• **Exercise goal**:
Please say whether each statement agrees with the article on managerial accounting, answering yes or no and quoting the article's deciding words exactly: (a) sales managers want both a target price and a minimum price when negotiating; (b) managerial accountants work outside the businesses they serve; (c) every user needs the same information from the managerial accountant.

• **Source excerpt**:
Who Are the Users of Managerial Accounting?

by Kathy Adams McIntosh ; Updated September 26, 2017

Managerial accountants work inside businesses to provide managers and employees with resources to operate their own segment of the business. Managerial accountants create analyses based on the needs of the user, oversee the budgeting process and recommend various actions based on the financial implications of each action. Each user requires different information from the managerial accountant.

Sales Managers

Sales managers work with managerial accountants to determine the impact of various pricing decisions, to create a sales budget and to evaluate unique business opportunities. Sales managers negotiate with customers regarding sales volumes and pricing options. These sales managers need to know the impact on profit that different pricing levels would make. The sales managers like to know both the target price and the minimum price to work with when negotiating. Sales managers also collaborate with the managerial accountant when creating the sales budget by reviewing historical reports provided by the managerial accountant. Sometimes sales managers receive offers for unique business opportunities, such as a one-time production run for a customer at a reduced price. The managerial accountant can evaluate the profitability of taking this business.

• **Provided records**:
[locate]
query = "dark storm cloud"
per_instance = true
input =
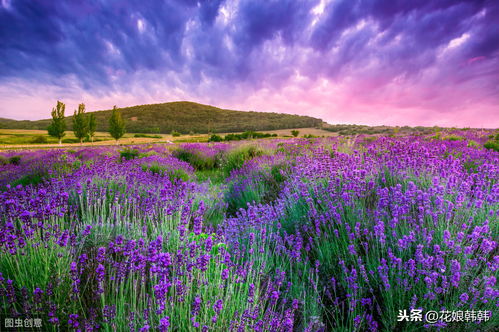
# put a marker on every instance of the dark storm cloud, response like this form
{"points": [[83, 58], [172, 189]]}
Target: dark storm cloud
{"points": [[102, 44]]}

• **Output below**:
(a) Yes: "The sales managers like to know both the target price and the minimum price to work with when negotiating."
(b) No: "Managerial accountants work inside businesses to provide managers and employees with resources to operate their own segment of the business."
(c) No: "Each user requires different information from the managerial accountant."